>> START Supplied text

In the first comprehensive satellite study of its kind, a University of Colorado at Boulder-led team used NASA data to calculate how much Earth’s melting land ice is adding to global sea level rise.

Using satellite measurements from the NASA/German Aerospace Center Gravity Recovery and Climate Experiment (GRACE), the researchers measured ice loss in all of Earth’s land ice between 2003 and 2010, with particular emphasis on glaciers and ice caps outside of Greenland and Antarctica.

The total global ice mass lost from Greenland, Antarctica and Earth’s glaciers and ice caps during the study period was about 4.3 trillion tons (1,000 cubic miles), adding about 0.5 inches (12 millimeters) to global sea level. That’s enough ice to cover the United States 1.5 feet (0.5 meters) deep.

“Earth is losing a huge amount of ice to the ocean annually, and these new results will help us answer important questions in terms of both sea rise and how the planet’s cold regions are responding to global change,” said University of Colorado Boulder physics professor John Wahr, who helped lead the study. “The strength of GRACE is it sees all the mass in the system, even though its resolution is not high enough to allow us to determine separate contributions from each individual glacier.”

>> END Supplied text
>> START Record list

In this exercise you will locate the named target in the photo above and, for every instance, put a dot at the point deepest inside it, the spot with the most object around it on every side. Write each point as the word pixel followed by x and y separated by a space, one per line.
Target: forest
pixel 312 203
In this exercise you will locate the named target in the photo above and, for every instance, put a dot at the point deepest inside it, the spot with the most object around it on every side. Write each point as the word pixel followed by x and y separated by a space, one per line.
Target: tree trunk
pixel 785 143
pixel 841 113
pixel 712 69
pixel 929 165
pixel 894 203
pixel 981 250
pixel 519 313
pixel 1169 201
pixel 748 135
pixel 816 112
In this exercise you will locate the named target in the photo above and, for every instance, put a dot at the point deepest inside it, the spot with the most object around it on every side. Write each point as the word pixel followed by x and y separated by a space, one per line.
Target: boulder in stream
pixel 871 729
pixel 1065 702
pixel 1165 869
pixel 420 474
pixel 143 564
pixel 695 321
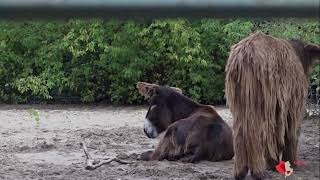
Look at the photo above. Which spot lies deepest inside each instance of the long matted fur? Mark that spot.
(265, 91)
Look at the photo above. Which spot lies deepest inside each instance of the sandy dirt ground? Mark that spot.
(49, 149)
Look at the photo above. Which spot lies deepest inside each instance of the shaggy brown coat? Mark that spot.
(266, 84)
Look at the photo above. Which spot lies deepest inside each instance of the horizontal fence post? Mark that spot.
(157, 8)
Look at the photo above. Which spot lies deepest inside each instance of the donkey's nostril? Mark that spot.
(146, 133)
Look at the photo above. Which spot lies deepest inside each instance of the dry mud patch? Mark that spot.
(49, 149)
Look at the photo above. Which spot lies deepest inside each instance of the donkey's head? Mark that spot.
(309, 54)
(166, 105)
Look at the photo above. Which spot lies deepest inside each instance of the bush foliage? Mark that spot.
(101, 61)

>> END Record list

- [Tasks to carry out]
1. Print the part of the land-ice passage between "In the first" and "sea level rise.", inclusive, word for word.
2. Pull out every line in the entries that contains the string "donkey", treating case as significant.

- [Expected responses]
1.
In the first comprehensive satellite study of its kind, a University of Colorado at Boulder-led team used NASA data to calculate how much Earth’s melting land ice is adding to global sea level rise.

2.
Look at the photo above. Which spot lies deepest inside each instance of the donkey's nostril? Mark that spot.
Look at the photo above. Which spot lies deepest inside each instance of the donkey's head? Mark that spot.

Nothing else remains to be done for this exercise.